What to do
Print every line below. Match each one exactly.

<<<<

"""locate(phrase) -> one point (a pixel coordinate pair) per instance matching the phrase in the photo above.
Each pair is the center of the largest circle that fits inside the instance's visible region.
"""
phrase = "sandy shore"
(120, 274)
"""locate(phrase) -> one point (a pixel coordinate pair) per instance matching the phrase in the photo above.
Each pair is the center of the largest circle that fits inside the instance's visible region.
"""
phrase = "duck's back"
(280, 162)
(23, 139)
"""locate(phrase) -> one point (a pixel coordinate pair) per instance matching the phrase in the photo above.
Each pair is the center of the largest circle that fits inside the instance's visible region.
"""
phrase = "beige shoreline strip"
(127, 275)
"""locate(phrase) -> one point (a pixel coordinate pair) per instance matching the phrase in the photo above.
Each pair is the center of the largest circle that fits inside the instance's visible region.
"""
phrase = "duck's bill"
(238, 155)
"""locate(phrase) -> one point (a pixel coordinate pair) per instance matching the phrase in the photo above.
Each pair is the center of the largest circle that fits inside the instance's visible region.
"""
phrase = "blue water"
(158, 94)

>>>>

Task solution
"""locate(phrase) -> one point (a pixel coordinate pair) per instance matching the phrase in the photo above.
Each pair is the center of the largest circle that fits inside the instance's visible region.
"""
phrase = "sandy shore"
(120, 274)
"""locate(phrase) -> one point (a pixel coordinate pair) per instance matching the phrase in the photo above.
Each pair is the center of the largest circle that fits inside the instance's visible region.
"""
phrase = "duck's back"
(280, 162)
(23, 139)
"""locate(phrase) -> one point (a pixel coordinate pair) per instance matching the phrase in the photo above.
Each pair is the center of the largest circle that fits inside the instance's visible region.
"""
phrase = "beige shoreline strip"
(127, 275)
"""locate(phrase) -> one point (a pixel coordinate pair) per instance matching the phrase in the photo above.
Each pair is the center of the largest circle that fits inside the instance's visible region.
"""
phrase = "duck's bill"
(238, 155)
"""locate(phrase) -> one point (a pixel coordinate pair) per instance matching the phrase in the photo above.
Each pair is the center of the largest circle that fits inside the instance's visible region.
"""
phrase = "blue water"
(158, 94)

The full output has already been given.